CONSIGNA A:
Contesta estas preguntas sobre el texto acerca de los lugares comunes:
(i) ¿Qué latinajo repiten los personajes que no llegan a fin de mes?
(ii) ¿Cómo se llaman los miembros de la entrañable pareja?
(iii) Según el texto, ¿qué es lo peor del lugar común?
CONSIGNA B:
Vuelve a escribir, sin cambiar nada, el fragmento del texto acerca de los lugares comunes que va desde "Suele ocurrir que" hasta "en ese momento.".

TEXTO APORTADO:
Suele ocurrir que lo que alguna vez fueron pensamientos sublimes terminan como baratijas en boca de todos, y eso es lo que acaba siendo un tesoro en manos de un humorista. Cómico es que unos personajes que no llegan a fin de mes apelen al Carpe diem y repitan el latinajo como si no tuvieran otra manera de expresar que a pesar de ser unos pringados tienen el deber de disfrutar de la vida. También recurren con frecuencia a expresiones psicológicas que han invadido nuestro discurso cotidiano, pero mientras en boca de nuestra entrañable pareja (Berta y José Ramón) provocan risa, ternura y compasión, suelen volverse irritantes cuando las escuchamos a diario en famosos de toda índole que dan la impresión de habitar en un manual de autoayuda. Lo peor del lugar común es que quien recurre a él piensa que está inventándolo en ese momento.

MATERIAL APORTADO:
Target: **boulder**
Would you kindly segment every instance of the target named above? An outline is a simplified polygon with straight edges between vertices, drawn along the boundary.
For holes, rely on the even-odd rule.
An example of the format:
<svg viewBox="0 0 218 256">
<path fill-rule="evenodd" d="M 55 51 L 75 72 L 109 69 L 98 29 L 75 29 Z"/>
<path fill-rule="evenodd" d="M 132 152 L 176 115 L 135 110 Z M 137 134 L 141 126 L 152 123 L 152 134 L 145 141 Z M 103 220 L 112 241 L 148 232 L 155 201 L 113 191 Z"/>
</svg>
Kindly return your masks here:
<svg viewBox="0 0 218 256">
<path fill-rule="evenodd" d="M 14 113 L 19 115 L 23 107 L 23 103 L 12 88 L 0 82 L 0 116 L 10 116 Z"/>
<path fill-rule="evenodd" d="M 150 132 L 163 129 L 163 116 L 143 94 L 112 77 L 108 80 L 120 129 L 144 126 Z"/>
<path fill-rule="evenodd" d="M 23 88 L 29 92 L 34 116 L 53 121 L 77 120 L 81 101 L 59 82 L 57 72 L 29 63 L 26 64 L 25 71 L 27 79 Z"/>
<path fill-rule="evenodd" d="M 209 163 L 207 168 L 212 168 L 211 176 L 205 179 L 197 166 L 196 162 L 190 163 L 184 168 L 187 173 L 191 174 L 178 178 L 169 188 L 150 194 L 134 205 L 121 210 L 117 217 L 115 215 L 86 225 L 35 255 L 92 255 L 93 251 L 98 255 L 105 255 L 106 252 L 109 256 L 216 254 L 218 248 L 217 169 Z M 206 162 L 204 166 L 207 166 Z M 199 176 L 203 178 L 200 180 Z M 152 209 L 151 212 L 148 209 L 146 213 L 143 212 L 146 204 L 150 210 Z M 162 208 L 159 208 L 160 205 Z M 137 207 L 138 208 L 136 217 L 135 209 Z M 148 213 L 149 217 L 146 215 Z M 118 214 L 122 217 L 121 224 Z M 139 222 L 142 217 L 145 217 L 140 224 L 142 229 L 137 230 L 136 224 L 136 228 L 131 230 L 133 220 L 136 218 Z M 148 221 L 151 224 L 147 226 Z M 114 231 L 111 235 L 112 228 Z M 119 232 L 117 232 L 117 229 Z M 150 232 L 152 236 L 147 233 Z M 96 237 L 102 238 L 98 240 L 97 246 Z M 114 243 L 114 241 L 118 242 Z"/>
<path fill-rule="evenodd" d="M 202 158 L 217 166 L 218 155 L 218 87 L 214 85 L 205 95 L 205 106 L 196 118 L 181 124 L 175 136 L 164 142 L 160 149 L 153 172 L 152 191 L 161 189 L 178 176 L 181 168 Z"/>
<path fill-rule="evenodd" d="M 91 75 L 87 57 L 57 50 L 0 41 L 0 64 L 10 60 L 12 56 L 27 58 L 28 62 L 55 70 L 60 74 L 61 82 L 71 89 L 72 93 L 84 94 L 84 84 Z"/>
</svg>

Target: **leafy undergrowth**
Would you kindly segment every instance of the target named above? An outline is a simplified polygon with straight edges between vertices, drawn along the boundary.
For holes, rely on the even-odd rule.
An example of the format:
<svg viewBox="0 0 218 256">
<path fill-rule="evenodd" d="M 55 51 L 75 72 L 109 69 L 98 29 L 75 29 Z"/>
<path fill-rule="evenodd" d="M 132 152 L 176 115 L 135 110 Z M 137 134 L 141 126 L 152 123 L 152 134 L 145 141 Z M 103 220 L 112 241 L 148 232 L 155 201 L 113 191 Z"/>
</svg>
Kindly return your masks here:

RESPUESTA A:
(i) Carpe diem.
(ii) Berta y José Ramón.
(iii) Que quien recurre a él piensa que está inventándolo en ese momento.

RESPUESTA B:
Suele ocurrir que lo que alguna vez fueron pensamientos sublimes terminan como baratijas en boca de todos, y eso es lo que acaba siendo un tesoro en manos de un humorista. Cómico es que unos personajes que no llegan a fin de mes apelen al Carpe diem y repitan el latinajo como si no tuvieran otra manera de expresar que a pesar de ser unos pringados tienen el deber de disfrutar de la vida. También recurren con frecuencia a expresiones psicológicas que han invadido nuestro discurso cotidiano, pero mientras en boca de nuestra entrañable pareja (Berta y José Ramón) provocan risa, ternura y compasión, suelen volverse irritantes cuando las escuchamos a diario en famosos de toda índole que dan la impresión de habitar en un manual de autoayuda. Lo peor del lugar común es que quien recurre a él piensa que está inventándolo en ese momento.